TO BE DONE. Starting at the line containing "[mark] light glare" and ending at the last line, rename "night sky" to "dark sky" in those lines and leave everything else unchanged.

■ ■ ■

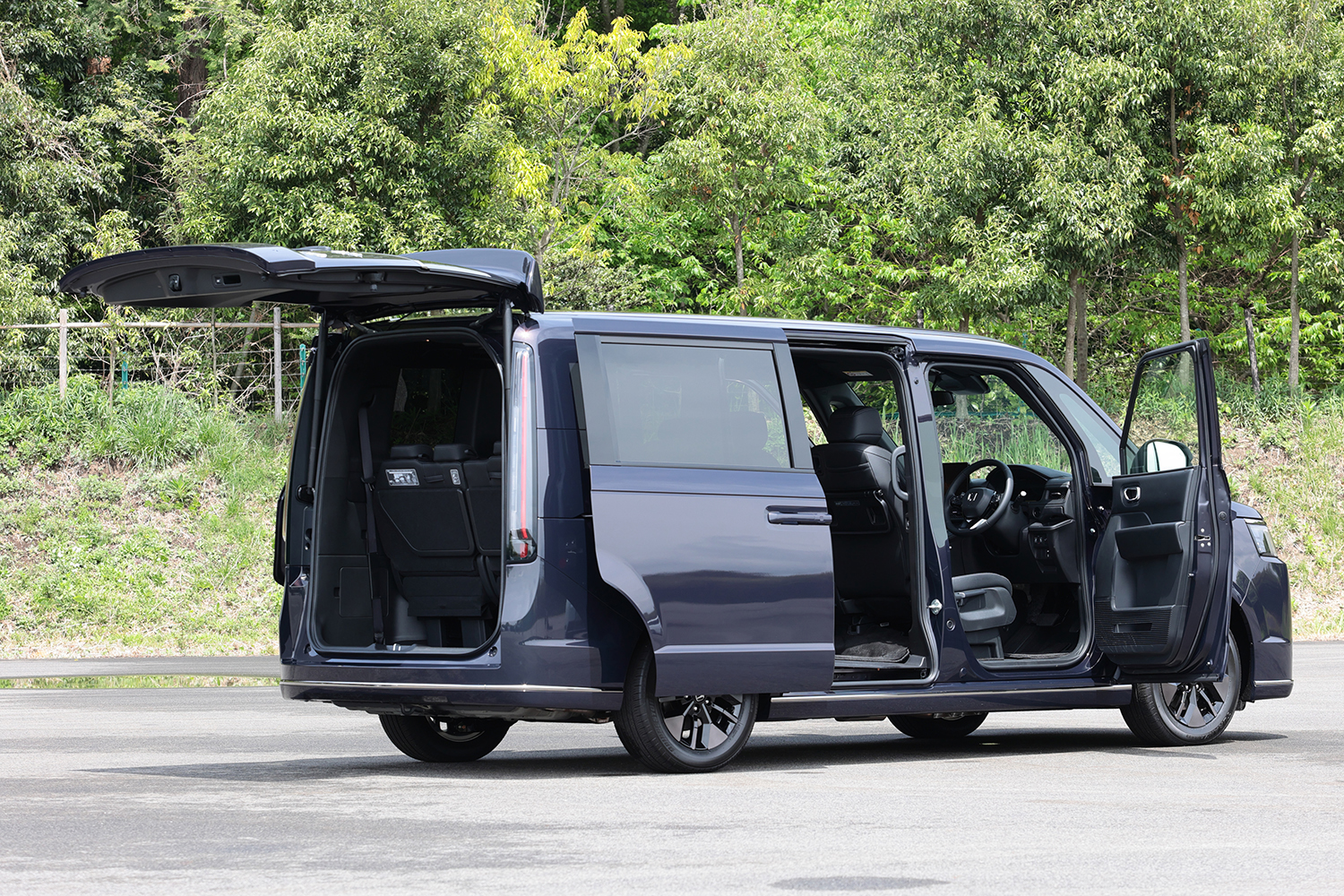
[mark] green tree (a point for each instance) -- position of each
(573, 104)
(749, 131)
(349, 125)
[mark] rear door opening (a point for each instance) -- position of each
(411, 450)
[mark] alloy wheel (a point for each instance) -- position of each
(702, 721)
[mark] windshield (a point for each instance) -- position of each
(1091, 426)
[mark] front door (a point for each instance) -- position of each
(706, 512)
(1161, 564)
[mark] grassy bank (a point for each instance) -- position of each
(137, 527)
(142, 525)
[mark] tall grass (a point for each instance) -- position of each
(142, 426)
(134, 524)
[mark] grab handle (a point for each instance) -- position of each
(797, 516)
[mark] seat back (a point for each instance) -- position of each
(425, 530)
(867, 530)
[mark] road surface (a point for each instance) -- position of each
(228, 790)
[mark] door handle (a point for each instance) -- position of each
(797, 516)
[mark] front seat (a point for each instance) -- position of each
(867, 520)
(986, 606)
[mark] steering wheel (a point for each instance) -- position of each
(980, 506)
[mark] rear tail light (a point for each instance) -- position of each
(1260, 536)
(521, 455)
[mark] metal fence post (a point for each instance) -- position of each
(279, 406)
(62, 367)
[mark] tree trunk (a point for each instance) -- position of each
(191, 70)
(1182, 288)
(1080, 301)
(962, 405)
(736, 223)
(1250, 349)
(1295, 338)
(1072, 327)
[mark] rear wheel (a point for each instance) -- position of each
(938, 726)
(693, 732)
(1177, 715)
(444, 739)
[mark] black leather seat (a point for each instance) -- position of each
(984, 602)
(425, 528)
(867, 530)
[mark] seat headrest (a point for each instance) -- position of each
(855, 425)
(453, 452)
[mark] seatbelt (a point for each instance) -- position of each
(376, 564)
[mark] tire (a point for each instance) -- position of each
(444, 739)
(938, 726)
(710, 728)
(1180, 715)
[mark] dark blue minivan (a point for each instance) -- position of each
(687, 525)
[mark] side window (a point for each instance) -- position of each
(980, 416)
(683, 405)
(814, 433)
(1163, 426)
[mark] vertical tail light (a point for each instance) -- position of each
(521, 455)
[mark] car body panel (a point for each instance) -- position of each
(567, 632)
(355, 285)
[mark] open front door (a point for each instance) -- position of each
(1163, 559)
(706, 512)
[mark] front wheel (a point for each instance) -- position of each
(691, 732)
(444, 739)
(1177, 715)
(938, 726)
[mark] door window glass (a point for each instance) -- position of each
(882, 395)
(1163, 422)
(980, 416)
(1088, 422)
(694, 405)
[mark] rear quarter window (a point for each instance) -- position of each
(683, 405)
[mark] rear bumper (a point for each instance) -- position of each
(1271, 689)
(433, 686)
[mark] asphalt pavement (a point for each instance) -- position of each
(225, 790)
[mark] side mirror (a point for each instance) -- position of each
(1163, 454)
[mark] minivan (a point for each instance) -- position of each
(691, 524)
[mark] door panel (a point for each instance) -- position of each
(701, 516)
(1161, 563)
(733, 602)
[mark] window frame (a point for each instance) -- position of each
(599, 426)
(1126, 444)
(1031, 394)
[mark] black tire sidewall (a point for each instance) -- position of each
(1150, 726)
(418, 737)
(927, 727)
(647, 737)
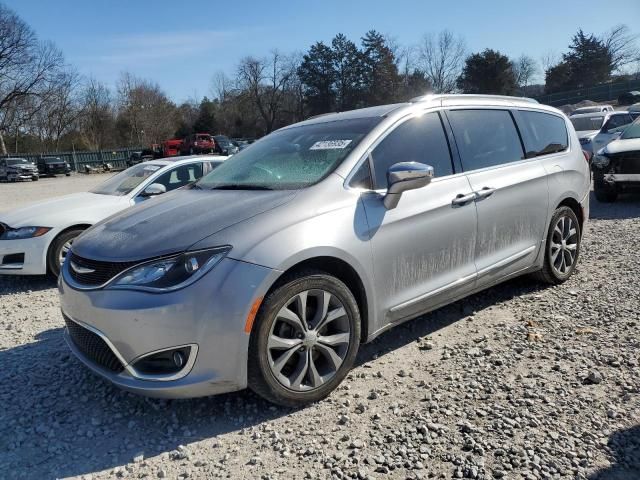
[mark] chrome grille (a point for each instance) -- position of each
(93, 273)
(93, 346)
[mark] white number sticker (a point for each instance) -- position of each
(330, 145)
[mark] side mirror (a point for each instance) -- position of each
(153, 190)
(405, 176)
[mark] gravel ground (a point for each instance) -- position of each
(17, 194)
(522, 381)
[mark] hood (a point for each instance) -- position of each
(587, 133)
(173, 222)
(63, 211)
(623, 146)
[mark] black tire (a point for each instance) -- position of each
(604, 193)
(53, 266)
(260, 377)
(548, 273)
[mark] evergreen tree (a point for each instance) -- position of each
(381, 72)
(318, 75)
(489, 72)
(349, 70)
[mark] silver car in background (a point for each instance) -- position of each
(270, 271)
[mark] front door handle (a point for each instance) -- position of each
(461, 199)
(485, 192)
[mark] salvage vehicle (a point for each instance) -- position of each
(198, 143)
(35, 240)
(592, 109)
(224, 146)
(53, 166)
(595, 130)
(616, 168)
(330, 232)
(14, 169)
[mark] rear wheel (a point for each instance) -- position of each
(59, 249)
(562, 247)
(305, 340)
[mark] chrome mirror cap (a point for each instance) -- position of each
(405, 176)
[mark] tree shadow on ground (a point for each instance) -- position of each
(625, 449)
(626, 206)
(62, 420)
(12, 284)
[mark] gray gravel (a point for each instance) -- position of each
(17, 194)
(522, 381)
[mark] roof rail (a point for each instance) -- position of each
(441, 97)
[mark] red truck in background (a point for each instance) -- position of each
(171, 148)
(198, 143)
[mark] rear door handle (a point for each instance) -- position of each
(485, 192)
(461, 199)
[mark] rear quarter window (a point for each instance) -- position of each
(544, 133)
(485, 138)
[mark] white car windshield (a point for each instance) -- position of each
(124, 182)
(593, 122)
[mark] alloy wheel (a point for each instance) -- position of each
(309, 340)
(564, 245)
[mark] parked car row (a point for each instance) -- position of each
(596, 130)
(15, 169)
(272, 269)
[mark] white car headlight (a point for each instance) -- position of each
(23, 232)
(600, 161)
(170, 273)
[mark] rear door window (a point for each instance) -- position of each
(546, 133)
(616, 122)
(485, 138)
(421, 139)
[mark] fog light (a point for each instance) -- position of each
(166, 362)
(178, 359)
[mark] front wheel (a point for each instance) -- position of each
(305, 340)
(59, 249)
(604, 193)
(562, 247)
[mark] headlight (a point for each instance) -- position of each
(170, 273)
(600, 161)
(23, 232)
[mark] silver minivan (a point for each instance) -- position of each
(270, 271)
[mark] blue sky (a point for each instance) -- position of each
(182, 44)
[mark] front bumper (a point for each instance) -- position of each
(34, 251)
(622, 178)
(211, 314)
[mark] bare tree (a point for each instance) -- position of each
(58, 109)
(622, 46)
(27, 67)
(525, 68)
(145, 111)
(97, 120)
(266, 81)
(442, 57)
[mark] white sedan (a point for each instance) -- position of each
(34, 240)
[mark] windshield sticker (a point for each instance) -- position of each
(330, 145)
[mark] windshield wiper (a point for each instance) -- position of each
(236, 186)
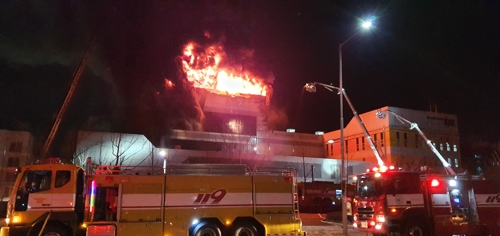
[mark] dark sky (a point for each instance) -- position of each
(420, 54)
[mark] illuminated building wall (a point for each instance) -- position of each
(15, 151)
(396, 143)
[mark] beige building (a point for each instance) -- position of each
(15, 151)
(396, 142)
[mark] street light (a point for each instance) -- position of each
(365, 25)
(310, 87)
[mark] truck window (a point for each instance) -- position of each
(31, 182)
(404, 185)
(370, 187)
(62, 178)
(36, 181)
(106, 204)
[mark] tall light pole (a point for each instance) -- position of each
(365, 25)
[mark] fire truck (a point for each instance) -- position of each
(394, 202)
(408, 203)
(190, 199)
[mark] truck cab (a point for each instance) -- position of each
(47, 197)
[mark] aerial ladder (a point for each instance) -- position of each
(76, 78)
(382, 113)
(311, 87)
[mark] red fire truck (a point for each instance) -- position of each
(209, 200)
(409, 203)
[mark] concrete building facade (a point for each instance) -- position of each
(15, 151)
(397, 142)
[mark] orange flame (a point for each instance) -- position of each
(203, 68)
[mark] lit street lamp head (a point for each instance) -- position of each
(310, 87)
(366, 24)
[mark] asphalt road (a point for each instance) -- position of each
(318, 225)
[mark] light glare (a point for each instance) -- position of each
(366, 24)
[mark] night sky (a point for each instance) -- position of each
(422, 55)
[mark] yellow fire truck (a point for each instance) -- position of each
(213, 200)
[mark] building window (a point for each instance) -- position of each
(381, 139)
(346, 147)
(398, 141)
(13, 162)
(16, 147)
(10, 177)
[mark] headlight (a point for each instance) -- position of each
(16, 219)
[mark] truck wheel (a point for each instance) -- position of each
(54, 230)
(416, 228)
(207, 230)
(244, 230)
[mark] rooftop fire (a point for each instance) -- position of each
(204, 67)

■ ■ ■

REPLY.
[mark] light glare (a point for each instance) -- position of each
(366, 24)
[mark] dark sky (a point for each instance) -- position of each
(422, 55)
[mark] yellow fire truck (a point for each instance) -- position of each
(213, 200)
[mark] building window (a point for each instance) -- position of each
(381, 139)
(346, 147)
(398, 141)
(13, 162)
(16, 147)
(10, 177)
[mark] headlight (a point for each instance) -- position of each
(16, 219)
[mark] truck wheel (a point for each instance) -- position of each
(54, 230)
(416, 228)
(207, 230)
(244, 230)
[mark] rooftop fire (a point for each instance) -- position of each
(204, 67)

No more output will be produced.